PROBLEM DESCRIPTION ▸ In the article on hospital outsourcing below, can you write out the part that begins at the words "After the COVID-19" and stops after the words "and Washington, D.C.", copying it exactly?

STUDY TEXT ▸
|---|
Clinical outsourcing

Outsourcing clinical functions takes a number of paths. The nursing shortage continues to plague hospitals, says Johnson, so they need to rethink how to deploy nurses and provide patient care. Newer options include hospital-at-home programs and virtual command centers that can cut down on the number of people needed. “Organizations are thinking they don’t have enough nurses to operate in the traditional clinical model,” Johnson says. “How do they take care of patients more effectively at their home and leverage more of a command center model?”

In 2017, this type of thinking led Mercy Health (before its merger with Bon Secours) to create Conduit Health Partners. The health system experienced patient access challenges from feeder facilities like rural health hospitals when people needed a higher level of care. Conduit created a centralized and standardized transfer center, with nurses staffing all calls, later adding other virtual services such as triage and hospital at home.

The services hit a nerve with other health systems, employers and health plans, and Conduit began selling its services. Remote nursing needs accelerated during the pandemic. Triage calls quadrupled within days, says Cheryl Dalton-Norman, MBA, B.S.N., president and co-founder of Conduit. “We take the work off the shoulders of the people delivering the care in the hospital. That’s where we saw a lot of value, particularly during COVID,” she says.

After the COVID-19 pandemic, there was an exodus of bedside nurses, so it helped to outsource nonbedside roles and shift some care to be delivered virtually. Although health systems have difficulty recruiting nurses, Dalton-Norman says Conduit does not because they can work from home, and they recruit nationally, with nurses licensed in 47 states and Washington, D.C.

The track record on outsourcing clinical departments is mixed. It is not uncommon for the outsourced providers to have different insurance contracts than the hospital, so patients can get hit with surprise out-of-network bills. Researchers have documented problems with the quality of care provided by outsourced departments, and hospitals have sometimes not seen the major cost savings that were promised by the outsourcing companies, some of which are backed by private equity.

Considerations with outsourcing

Health systems considering outsourcing should look at the economics and metrics. “Be indifferent to deployment of the resources, but be consistent with the measurement you apply,” Hurry says.

That could be cost per patient meal or square foot of cleaning. He also recommends considering whether expertise is needed or the work can be done in-house. No process or activity should be out of the question, says Hurry.

“If better expertise can be bought than groomed, lean elsewhere.” And it doesn’t have to be all or nothing. Hurry says a hybrid approach can sometimes work, such as outsourcing leadership of a service but using local employees. Dalton-Norman observes that "it is not a detriment to your health system to outsource to other experts who focus very specifically on areas that are not your core competency.”

Transitioning from in-house to outsourcing, or vice versa, can be difficult, with change management measures needed, says Hurry. Technology and interconnectivity must be clean and tested, with good governance, goals and metrics set up.

Floyd at HHS says companies such as his invest a significant amount of time and money into technology that enables the outsourced departments to be more productive, providing the health system and HHS visibility into day-to-day management. This also provides data to more quickly home in on problems and find solutions.Data collection and analysis could, for example, identify a housekeeping issue that consistently occurs at a certain time each day.

Health systems also may find relief from nonclinical staffing challenges when using outsourced services. Hospital recruiting programs traditionally support nonclinical and clinical services, says Floyd, but there are only so many resources available. “Hospital HR (human resources) departments are stressed,” he says. Recruiting support staff requires a different approach, such as sending recruiters into the community.

Deborah Abrams Kaplan writes about medical and practice management topics for Managed Healthcare Executive and other publications.
|---|
RECORDED DATA ▸
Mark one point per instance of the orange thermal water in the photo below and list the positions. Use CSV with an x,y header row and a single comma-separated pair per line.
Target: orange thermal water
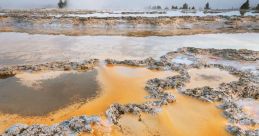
x,y
121,84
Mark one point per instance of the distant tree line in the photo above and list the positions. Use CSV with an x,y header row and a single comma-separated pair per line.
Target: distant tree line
x,y
244,6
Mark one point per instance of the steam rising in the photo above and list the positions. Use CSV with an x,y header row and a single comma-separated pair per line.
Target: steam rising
x,y
122,4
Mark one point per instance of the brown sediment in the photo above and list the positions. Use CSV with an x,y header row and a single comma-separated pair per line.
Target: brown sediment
x,y
187,116
184,117
129,87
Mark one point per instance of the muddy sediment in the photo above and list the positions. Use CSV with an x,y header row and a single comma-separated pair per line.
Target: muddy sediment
x,y
45,23
246,86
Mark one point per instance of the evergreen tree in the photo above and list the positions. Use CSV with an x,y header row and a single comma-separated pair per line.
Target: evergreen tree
x,y
174,7
62,3
245,5
207,6
257,7
185,6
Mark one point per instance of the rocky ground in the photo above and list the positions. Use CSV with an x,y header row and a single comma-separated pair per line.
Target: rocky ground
x,y
59,22
227,94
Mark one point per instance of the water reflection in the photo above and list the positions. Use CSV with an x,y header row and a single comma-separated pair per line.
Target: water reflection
x,y
66,89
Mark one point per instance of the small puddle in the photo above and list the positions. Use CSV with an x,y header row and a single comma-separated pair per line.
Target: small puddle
x,y
187,116
211,77
121,84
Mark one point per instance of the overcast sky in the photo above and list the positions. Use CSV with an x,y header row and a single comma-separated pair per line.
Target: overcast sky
x,y
122,4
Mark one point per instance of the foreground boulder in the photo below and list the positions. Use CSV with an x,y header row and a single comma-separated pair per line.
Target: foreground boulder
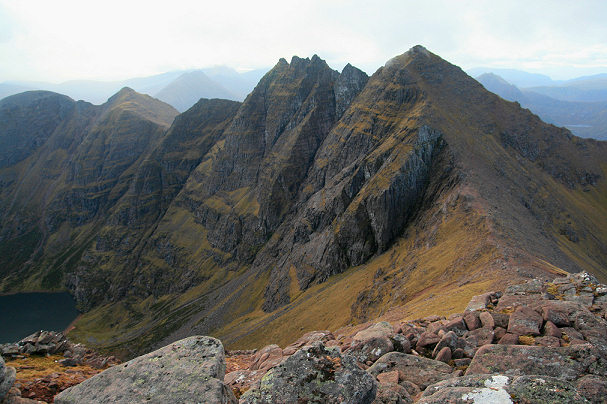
x,y
502,389
565,362
314,374
187,371
415,369
7,378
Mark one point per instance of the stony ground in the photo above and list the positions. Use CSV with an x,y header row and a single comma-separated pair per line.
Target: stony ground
x,y
47,363
535,342
550,334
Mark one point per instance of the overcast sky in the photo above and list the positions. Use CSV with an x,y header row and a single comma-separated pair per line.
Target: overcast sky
x,y
56,40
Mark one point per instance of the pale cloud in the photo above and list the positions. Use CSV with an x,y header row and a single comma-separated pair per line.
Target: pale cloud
x,y
68,39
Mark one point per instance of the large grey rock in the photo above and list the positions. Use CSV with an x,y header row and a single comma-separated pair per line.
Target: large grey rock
x,y
314,374
565,362
502,389
188,371
415,369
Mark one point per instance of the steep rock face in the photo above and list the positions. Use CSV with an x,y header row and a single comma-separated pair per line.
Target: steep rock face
x,y
56,197
363,187
151,188
249,181
26,122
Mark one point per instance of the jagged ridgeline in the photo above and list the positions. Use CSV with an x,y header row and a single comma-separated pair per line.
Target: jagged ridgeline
x,y
323,199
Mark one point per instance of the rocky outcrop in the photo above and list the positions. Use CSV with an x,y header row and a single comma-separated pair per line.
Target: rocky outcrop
x,y
503,389
7,378
465,357
314,374
188,371
56,343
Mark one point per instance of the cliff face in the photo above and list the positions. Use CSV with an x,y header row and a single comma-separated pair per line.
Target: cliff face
x,y
325,198
77,164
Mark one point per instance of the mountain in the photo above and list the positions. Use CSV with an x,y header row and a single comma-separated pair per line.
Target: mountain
x,y
187,89
74,161
584,89
96,92
519,78
501,87
183,87
585,119
239,84
324,199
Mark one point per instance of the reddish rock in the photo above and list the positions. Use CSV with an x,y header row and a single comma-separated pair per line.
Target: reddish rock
x,y
551,330
267,357
558,317
450,340
508,339
500,319
593,388
370,350
392,393
388,377
411,388
458,353
242,380
435,326
572,333
456,325
482,336
525,321
462,362
566,362
308,339
498,333
444,355
472,321
486,320
479,302
512,302
381,329
427,339
419,370
549,341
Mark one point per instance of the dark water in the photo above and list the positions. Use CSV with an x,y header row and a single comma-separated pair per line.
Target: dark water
x,y
25,313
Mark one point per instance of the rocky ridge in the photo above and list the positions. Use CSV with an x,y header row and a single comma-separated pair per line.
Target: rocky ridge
x,y
244,220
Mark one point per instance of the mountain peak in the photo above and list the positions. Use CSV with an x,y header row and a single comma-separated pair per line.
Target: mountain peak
x,y
150,108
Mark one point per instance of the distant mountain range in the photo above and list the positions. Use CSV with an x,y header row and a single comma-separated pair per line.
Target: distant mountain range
x,y
579,105
181,88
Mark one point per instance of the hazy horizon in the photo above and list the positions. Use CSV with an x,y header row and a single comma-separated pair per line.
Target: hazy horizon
x,y
69,40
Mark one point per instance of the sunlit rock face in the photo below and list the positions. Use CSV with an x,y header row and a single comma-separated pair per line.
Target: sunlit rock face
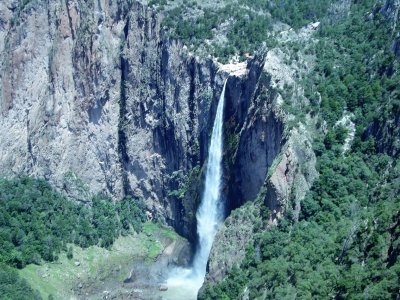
x,y
94,98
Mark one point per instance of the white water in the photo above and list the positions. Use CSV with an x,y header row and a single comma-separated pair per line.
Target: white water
x,y
185,283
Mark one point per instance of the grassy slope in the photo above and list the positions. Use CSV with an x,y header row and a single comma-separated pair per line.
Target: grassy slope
x,y
60,277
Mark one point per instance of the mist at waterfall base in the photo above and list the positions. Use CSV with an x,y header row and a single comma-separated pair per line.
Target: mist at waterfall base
x,y
185,283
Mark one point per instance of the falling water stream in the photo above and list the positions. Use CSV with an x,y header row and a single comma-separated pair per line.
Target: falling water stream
x,y
185,283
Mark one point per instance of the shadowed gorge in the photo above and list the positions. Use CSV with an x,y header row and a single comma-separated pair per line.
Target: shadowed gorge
x,y
242,149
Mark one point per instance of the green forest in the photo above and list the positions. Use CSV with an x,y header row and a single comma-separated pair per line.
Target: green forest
x,y
37,223
346,242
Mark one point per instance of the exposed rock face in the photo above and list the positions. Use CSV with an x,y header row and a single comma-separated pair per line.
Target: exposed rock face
x,y
264,159
233,238
94,95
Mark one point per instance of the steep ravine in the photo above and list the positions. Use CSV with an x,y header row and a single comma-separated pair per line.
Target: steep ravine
x,y
95,98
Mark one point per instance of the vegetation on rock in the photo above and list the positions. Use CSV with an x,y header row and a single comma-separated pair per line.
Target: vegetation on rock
x,y
346,241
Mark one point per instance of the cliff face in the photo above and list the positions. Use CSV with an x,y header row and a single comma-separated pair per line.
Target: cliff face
x,y
95,98
94,95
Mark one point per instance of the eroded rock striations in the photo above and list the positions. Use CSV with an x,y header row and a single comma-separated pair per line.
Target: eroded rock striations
x,y
95,98
94,95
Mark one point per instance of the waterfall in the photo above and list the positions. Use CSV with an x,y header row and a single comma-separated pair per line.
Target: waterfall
x,y
211,212
186,282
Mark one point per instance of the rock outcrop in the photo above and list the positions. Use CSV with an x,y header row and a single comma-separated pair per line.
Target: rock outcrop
x,y
94,98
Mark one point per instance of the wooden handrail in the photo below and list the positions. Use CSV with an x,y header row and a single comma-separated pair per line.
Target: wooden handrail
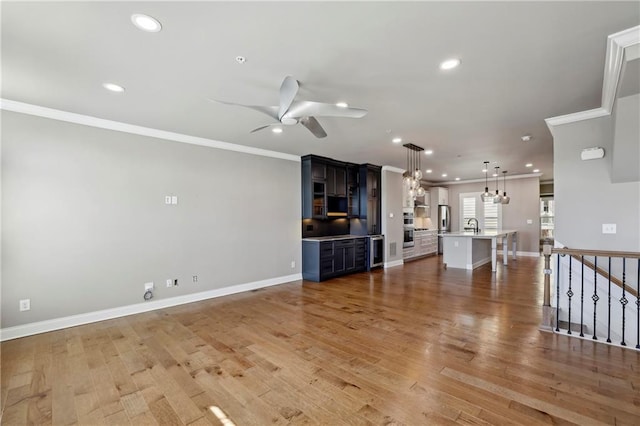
x,y
577,254
604,253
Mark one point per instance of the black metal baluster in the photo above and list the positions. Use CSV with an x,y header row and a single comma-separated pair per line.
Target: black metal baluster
x,y
595,296
638,308
623,299
558,296
609,306
569,294
582,298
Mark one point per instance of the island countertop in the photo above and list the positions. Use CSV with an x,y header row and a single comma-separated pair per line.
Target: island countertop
x,y
491,233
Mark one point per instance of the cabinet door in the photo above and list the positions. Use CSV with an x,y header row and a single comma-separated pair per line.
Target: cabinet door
x,y
319,199
350,258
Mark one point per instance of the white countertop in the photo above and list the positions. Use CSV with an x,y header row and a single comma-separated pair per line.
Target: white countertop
x,y
492,233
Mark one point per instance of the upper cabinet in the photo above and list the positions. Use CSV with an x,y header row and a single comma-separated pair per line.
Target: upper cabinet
x,y
324,188
332,188
370,200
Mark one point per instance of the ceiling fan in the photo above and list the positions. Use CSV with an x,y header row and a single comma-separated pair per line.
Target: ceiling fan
x,y
291,112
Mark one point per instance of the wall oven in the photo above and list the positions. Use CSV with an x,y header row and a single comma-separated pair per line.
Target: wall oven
x,y
407,218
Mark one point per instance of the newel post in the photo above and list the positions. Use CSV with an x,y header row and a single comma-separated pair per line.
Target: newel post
x,y
547,310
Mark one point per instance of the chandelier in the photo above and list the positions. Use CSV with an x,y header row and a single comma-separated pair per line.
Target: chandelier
x,y
413,174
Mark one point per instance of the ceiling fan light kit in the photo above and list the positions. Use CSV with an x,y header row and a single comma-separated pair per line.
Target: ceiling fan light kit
x,y
290,112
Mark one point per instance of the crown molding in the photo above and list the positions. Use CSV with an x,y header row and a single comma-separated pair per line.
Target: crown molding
x,y
620,48
87,120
|---|
PROBLEM SOLUTION ▸
After the COVID-19 pandemic, there was an exodus of bedside nurses, so it helped to outsource nonbedside roles and shift some care to be delivered virtually. Although health systems have difficulty recruiting nurses, Dalton-Norman says Conduit does not because they can work from home, and they recruit nationally, with nurses licensed in 47 states and Washington, D.C.